> Extrait fourni:
Les retours d’expériences post conception (CX) deviennent de plus en plus importants pour les futures itérations en révélant les “unmet needs” (les besoins cachés) et en permettant de lier la techno à l’UX. Prenez l’exemple du système de scan de carte de crédit pour la saisie des informations de paiement. Depuis quand ce système est répandu ? Très récemment. Depuis quand la technologie est disponible ? La caméra ? L’ICR (Intelligent character recognition) ? Presque une éternité à l’égard de l’histoire des smartphones : 8 ans. Alors pourquoi n’a-t-il pas été déployé avant ? Parce que nous UX, nous étions sûr de notre méthodologie, de notre savoir. Si nous avions prêté plus attention au CX, à observer l’usage, nous nous serions bien évidemment rendu compte que n’importe quel utilisateur rencontrait des difficultés à saisir ces informations (leur CB dans une main, leur smartphone dans l’autre) et qu’une autre voie était possible car la technologie était déjà là.

> Série d'exercices:
- 1) Répondez s'il vous plaît à ces questions sur le texte consacré aux retours d'expériences post conception :
(a) Que révèlent ces retours pour les futures itérations ?
(b) Depuis combien d'années la technologie du scan de carte est-elle disponible ?
(c) Que tient l'utilisateur dans chaque main au moment de la saisie ?
- 2) Rédigez la suite du texte sur les retours d'expériences et le scan de carte de crédit, après sa dernière phrase.

> Extraits de données:
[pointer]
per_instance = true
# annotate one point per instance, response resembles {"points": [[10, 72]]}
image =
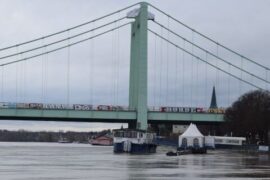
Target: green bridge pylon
{"points": [[138, 63]]}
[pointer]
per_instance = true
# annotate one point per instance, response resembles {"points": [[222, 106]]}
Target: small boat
{"points": [[63, 140], [134, 141], [102, 140]]}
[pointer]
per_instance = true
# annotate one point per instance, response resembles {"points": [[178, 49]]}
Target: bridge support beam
{"points": [[138, 67]]}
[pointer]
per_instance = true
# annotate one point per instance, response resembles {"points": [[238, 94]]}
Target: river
{"points": [[53, 161]]}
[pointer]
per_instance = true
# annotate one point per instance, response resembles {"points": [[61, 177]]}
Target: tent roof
{"points": [[192, 131]]}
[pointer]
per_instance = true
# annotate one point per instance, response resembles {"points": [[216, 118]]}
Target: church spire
{"points": [[213, 104]]}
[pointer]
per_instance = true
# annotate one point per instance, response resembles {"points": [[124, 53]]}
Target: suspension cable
{"points": [[74, 27], [62, 40], [62, 47], [199, 47], [205, 61], [208, 38]]}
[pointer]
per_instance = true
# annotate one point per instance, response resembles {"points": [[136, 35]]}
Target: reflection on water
{"points": [[52, 161]]}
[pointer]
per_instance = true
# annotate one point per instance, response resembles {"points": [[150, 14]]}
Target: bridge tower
{"points": [[138, 63]]}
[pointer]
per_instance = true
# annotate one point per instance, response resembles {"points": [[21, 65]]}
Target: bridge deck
{"points": [[104, 116]]}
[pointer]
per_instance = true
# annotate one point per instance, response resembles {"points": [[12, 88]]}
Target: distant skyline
{"points": [[242, 25]]}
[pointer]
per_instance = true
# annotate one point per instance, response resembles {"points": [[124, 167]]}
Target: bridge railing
{"points": [[89, 107], [187, 109]]}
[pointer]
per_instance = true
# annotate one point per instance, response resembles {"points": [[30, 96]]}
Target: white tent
{"points": [[191, 138]]}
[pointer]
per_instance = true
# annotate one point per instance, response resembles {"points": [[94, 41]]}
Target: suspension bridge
{"points": [[155, 69]]}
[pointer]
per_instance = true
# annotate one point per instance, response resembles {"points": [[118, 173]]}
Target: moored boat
{"points": [[134, 141]]}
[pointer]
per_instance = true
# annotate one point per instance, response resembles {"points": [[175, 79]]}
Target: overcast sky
{"points": [[99, 68]]}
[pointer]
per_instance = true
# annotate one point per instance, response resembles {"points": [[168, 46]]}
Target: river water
{"points": [[53, 161]]}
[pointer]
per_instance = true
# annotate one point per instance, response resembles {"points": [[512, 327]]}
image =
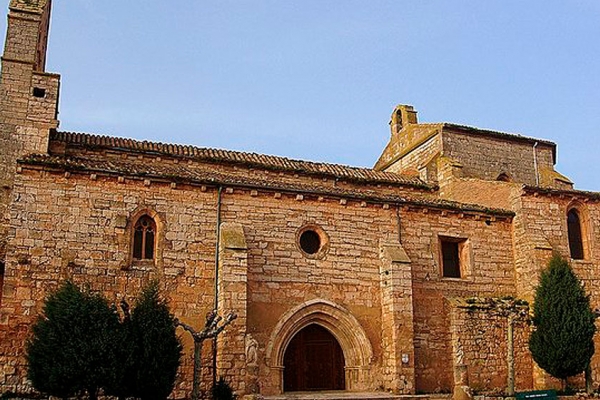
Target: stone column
{"points": [[397, 320], [232, 286]]}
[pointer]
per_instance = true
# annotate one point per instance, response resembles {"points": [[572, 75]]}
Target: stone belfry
{"points": [[28, 94]]}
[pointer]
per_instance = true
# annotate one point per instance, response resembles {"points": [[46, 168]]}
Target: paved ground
{"points": [[335, 395]]}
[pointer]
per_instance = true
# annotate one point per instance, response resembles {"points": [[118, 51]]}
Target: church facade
{"points": [[343, 278]]}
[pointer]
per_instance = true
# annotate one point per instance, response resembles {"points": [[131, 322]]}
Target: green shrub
{"points": [[222, 390], [157, 349], [71, 349], [562, 340]]}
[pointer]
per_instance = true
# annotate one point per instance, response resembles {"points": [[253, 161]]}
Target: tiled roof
{"points": [[237, 157], [28, 5], [563, 192], [184, 174], [501, 135]]}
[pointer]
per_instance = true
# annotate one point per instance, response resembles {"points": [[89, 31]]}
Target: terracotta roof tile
{"points": [[188, 175], [237, 157]]}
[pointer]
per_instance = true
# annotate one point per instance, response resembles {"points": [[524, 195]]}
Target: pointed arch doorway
{"points": [[313, 361]]}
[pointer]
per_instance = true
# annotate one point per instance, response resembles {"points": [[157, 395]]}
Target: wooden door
{"points": [[313, 361]]}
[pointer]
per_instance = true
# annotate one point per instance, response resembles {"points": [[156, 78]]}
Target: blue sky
{"points": [[318, 79]]}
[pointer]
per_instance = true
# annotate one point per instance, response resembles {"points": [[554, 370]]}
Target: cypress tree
{"points": [[71, 347], [157, 348], [562, 339]]}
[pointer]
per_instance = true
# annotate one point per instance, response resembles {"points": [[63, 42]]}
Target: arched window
{"points": [[1, 279], [575, 236], [503, 177], [144, 237]]}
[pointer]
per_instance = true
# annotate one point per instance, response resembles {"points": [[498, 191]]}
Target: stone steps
{"points": [[343, 395]]}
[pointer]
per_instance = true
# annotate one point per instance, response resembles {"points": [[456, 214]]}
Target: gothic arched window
{"points": [[1, 279], [575, 236], [144, 237]]}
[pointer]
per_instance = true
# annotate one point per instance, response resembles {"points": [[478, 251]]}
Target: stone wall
{"points": [[78, 225], [480, 335]]}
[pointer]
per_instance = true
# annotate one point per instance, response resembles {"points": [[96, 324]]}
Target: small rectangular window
{"points": [[453, 257]]}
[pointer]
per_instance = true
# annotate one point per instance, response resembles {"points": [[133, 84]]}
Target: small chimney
{"points": [[402, 116]]}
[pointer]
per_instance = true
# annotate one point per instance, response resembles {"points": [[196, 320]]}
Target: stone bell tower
{"points": [[28, 94]]}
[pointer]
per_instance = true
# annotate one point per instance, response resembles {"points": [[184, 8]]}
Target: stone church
{"points": [[343, 278]]}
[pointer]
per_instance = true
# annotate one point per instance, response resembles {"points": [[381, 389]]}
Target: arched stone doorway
{"points": [[313, 361], [341, 324]]}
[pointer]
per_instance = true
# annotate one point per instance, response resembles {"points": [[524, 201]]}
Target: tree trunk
{"points": [[589, 384], [197, 369], [510, 358]]}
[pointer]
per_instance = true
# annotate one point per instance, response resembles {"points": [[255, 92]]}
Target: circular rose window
{"points": [[312, 241]]}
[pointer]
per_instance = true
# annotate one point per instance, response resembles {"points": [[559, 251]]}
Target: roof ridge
{"points": [[270, 161], [496, 132]]}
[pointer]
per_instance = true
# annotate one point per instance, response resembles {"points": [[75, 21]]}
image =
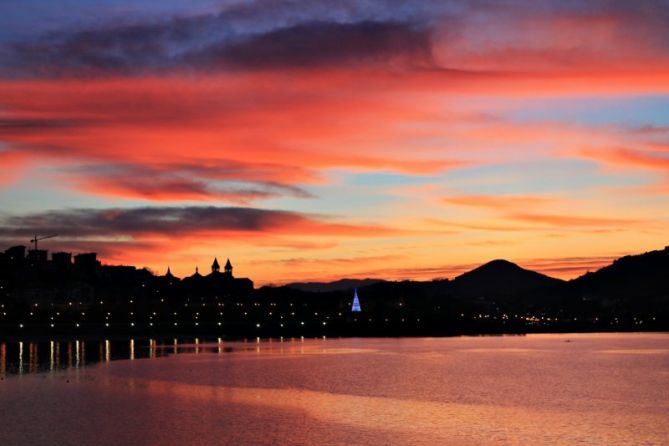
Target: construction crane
{"points": [[39, 238]]}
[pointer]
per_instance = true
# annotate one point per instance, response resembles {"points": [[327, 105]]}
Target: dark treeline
{"points": [[79, 296]]}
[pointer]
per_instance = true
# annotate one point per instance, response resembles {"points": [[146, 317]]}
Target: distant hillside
{"points": [[501, 278], [630, 277], [339, 285]]}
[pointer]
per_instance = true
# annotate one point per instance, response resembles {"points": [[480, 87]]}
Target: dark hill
{"points": [[634, 277], [501, 278]]}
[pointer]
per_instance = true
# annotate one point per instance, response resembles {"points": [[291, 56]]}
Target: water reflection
{"points": [[29, 357]]}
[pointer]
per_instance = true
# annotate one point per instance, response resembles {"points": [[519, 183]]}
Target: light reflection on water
{"points": [[540, 390], [29, 357]]}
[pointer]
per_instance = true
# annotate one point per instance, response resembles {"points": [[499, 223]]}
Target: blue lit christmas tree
{"points": [[355, 308]]}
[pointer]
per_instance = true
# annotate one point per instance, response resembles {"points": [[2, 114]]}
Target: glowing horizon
{"points": [[320, 140]]}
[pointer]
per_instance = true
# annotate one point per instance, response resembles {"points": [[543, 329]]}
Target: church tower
{"points": [[355, 307]]}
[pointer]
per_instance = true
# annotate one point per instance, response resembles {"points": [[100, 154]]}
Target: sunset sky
{"points": [[313, 140]]}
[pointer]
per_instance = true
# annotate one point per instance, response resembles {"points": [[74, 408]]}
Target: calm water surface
{"points": [[590, 389]]}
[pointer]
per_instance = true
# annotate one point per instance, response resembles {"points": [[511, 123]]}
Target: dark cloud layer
{"points": [[165, 221], [182, 44], [322, 43], [224, 180]]}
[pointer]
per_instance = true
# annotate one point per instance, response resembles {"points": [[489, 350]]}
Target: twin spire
{"points": [[216, 268]]}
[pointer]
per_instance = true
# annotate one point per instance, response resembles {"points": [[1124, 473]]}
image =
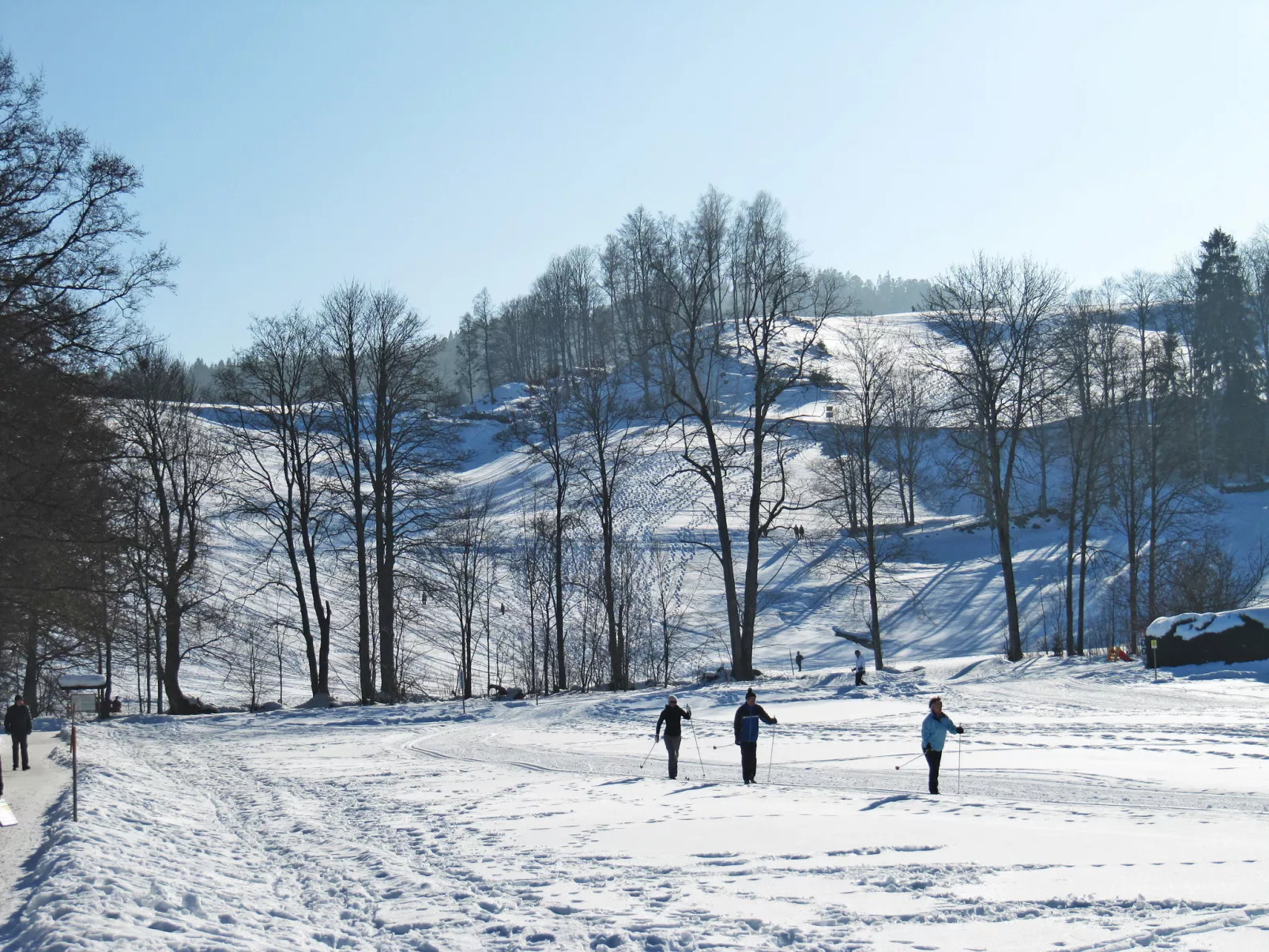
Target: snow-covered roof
{"points": [[1195, 623]]}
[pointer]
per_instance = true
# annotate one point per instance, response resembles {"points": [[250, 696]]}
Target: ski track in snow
{"points": [[1097, 811]]}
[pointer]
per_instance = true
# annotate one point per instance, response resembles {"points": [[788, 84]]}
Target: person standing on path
{"points": [[17, 725], [672, 716], [934, 732], [747, 734]]}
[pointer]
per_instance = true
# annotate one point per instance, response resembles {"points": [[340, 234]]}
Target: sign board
{"points": [[79, 682]]}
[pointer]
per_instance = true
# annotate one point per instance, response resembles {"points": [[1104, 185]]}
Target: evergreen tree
{"points": [[1226, 357]]}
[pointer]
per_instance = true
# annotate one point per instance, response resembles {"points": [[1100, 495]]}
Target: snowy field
{"points": [[1095, 810]]}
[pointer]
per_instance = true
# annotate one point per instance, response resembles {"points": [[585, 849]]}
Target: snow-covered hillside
{"points": [[943, 594]]}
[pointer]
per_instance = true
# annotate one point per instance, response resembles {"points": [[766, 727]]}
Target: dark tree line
{"points": [[73, 274]]}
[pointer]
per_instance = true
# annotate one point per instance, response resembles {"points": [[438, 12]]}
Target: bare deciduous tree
{"points": [[175, 468], [990, 320], [276, 389]]}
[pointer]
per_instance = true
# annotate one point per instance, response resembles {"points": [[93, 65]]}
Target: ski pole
{"points": [[649, 753], [699, 749], [900, 767], [770, 759]]}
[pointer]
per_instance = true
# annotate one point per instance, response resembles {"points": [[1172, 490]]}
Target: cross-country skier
{"points": [[747, 734], [672, 716], [934, 732], [17, 725]]}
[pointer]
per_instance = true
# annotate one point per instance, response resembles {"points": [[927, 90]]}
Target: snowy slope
{"points": [[943, 598]]}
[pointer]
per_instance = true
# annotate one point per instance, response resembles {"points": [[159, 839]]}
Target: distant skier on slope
{"points": [[747, 734], [672, 716], [934, 732]]}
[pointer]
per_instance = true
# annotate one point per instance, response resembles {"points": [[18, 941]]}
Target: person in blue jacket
{"points": [[934, 732], [747, 734]]}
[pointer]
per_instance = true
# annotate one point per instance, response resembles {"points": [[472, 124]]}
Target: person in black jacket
{"points": [[747, 734], [672, 717], [17, 725]]}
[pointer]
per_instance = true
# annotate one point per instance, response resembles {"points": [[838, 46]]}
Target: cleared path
{"points": [[29, 793]]}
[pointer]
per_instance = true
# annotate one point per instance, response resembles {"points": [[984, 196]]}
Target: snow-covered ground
{"points": [[1094, 810]]}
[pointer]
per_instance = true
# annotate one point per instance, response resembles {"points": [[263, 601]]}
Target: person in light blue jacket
{"points": [[934, 732]]}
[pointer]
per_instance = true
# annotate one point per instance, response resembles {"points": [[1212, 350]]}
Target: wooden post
{"points": [[73, 776]]}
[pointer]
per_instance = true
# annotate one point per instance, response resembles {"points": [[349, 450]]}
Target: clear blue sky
{"points": [[443, 148]]}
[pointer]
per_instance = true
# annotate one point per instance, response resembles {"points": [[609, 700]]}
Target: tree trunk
{"points": [[743, 668]]}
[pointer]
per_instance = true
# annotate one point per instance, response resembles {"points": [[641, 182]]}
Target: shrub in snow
{"points": [[1241, 635]]}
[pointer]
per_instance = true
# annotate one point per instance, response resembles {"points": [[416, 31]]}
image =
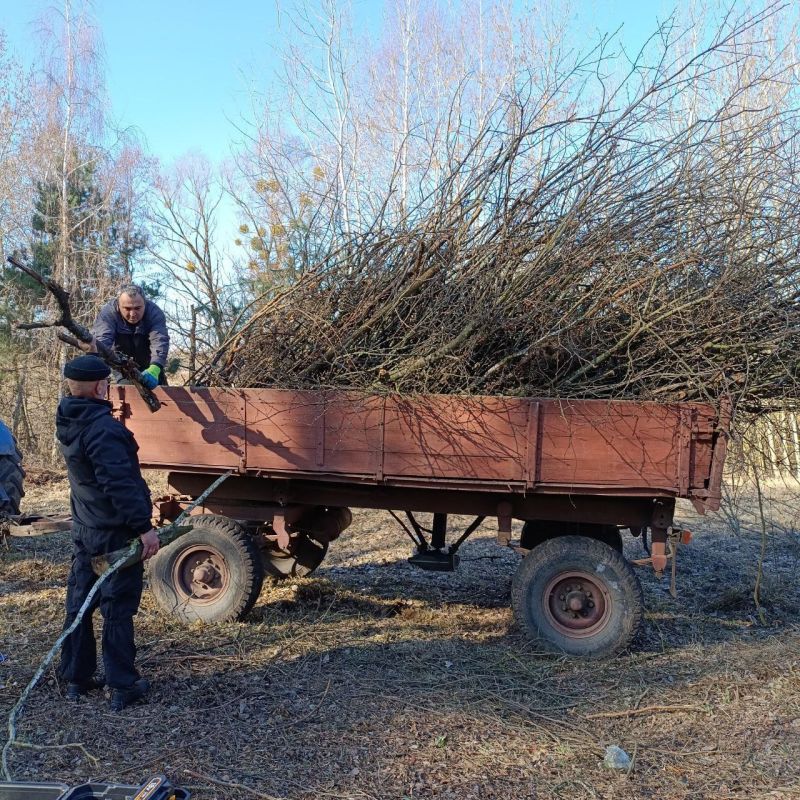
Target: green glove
{"points": [[150, 376]]}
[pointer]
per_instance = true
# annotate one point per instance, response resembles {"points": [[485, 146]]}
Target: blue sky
{"points": [[174, 68]]}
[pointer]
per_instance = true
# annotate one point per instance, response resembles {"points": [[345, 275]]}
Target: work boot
{"points": [[121, 698], [75, 689]]}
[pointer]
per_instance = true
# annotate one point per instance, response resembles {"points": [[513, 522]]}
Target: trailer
{"points": [[575, 473]]}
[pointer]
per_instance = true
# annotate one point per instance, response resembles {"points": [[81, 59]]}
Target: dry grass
{"points": [[373, 680]]}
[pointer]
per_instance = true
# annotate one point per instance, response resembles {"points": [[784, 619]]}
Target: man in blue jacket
{"points": [[137, 327], [110, 505]]}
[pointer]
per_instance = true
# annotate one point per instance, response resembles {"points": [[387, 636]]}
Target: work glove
{"points": [[150, 376]]}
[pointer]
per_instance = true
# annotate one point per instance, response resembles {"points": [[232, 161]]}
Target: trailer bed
{"points": [[487, 444]]}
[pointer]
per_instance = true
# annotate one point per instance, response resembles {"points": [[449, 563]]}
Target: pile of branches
{"points": [[644, 245]]}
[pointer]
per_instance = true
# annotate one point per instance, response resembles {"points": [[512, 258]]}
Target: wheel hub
{"points": [[201, 574], [577, 604]]}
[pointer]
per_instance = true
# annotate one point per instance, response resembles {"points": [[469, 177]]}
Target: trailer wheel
{"points": [[11, 476], [211, 574], [579, 596], [302, 558]]}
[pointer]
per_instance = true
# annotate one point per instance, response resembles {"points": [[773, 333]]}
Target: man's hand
{"points": [[151, 375], [150, 544]]}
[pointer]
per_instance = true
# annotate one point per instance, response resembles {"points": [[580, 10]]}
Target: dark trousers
{"points": [[118, 599]]}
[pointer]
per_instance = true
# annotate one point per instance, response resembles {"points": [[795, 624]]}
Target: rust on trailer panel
{"points": [[468, 443]]}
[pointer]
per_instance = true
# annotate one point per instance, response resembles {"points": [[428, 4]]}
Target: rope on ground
{"points": [[126, 555]]}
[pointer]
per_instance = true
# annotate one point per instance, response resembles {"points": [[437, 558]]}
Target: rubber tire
{"points": [[578, 553], [304, 556], [241, 556], [607, 534], [11, 479]]}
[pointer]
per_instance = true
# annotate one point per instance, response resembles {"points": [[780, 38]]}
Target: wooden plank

> Corrigé des exercices:
- 1)
(a) Les « unmet needs », c'est-à-dire les besoins cachés.
(b) 8 ans.
(c) Sa CB dans une main, son smartphone dans l'autre.

- 2)
De la même façon, il faut également prendre en compte la technologie beaucoup plus que nous le faisons aujourd’hui. Anticiper les nouvelles technologies prochainement déployées afin d’anticiper nos futures interfaces, les moyens d’interagir avec elles, d’apporter un plus grand confort d’usage et une plus grande satisfaction à nos utilisateurs. Mais aussi avoir une réflexion poussée sur l’IA, la façon dont elle peut nous servir, dont elle peut servir les utilisateurs et comment y greffer notre expertise. Comme l’explique Thomas H. Davenport3 dans son livre The AI Advantage : “Beaucoup d’entreprises aujourd’hui annoncent fièrement « On a une IA ! », et « Elle a été intensivement testée. ». Mais est-ce que c’est seulement suffisant ? Que signifie « Nous avons une IA » ? A vrai dire pas grand-chose, à partir du moment où elle n’a pas de réalité tangible pour l’utilisateur, qu’elle n’a pas été pensée et normée par des designers. ” En clair, l’IA n’est pas notre ennemi. C’est un outil comme un autre. A nous de l’employer à bon escient, de participer plus activement à son élaboration, de rendre cette expérience riche pour nos utilisateurs.

Enfin, ne perdons pas de vue le caractère business et stratégie digitale de nos projets. Comme pour les sujets précédents, nous devons nous impliquer plus que nous n’avons l’habitude de le faire. Là aussi les challenges sont trop importants pour que le sujet soit simplement effleuré. En termes de maturité digitale dans leur transformation, les entreprises sont divisées en trois groupes : Early, Developing et Maturing. Les études de Jeanne Ross4, chercheuse au MIT prouvent que les deux premiers groupes mettent en place des stratégies digitales qui ne correspondent ni véritablement à leur cœur de métier, ni aux besoins réels de leurs utilisateurs et clients, et c’est là la principale raison de leur échec. “Vous devez impliquer vos clients et utilisateurs dans le processus de définition de vos offres digitales, à la designer et concevoir avec eux.” ajoute-t-elle. Et c’est là précisément notre rôle !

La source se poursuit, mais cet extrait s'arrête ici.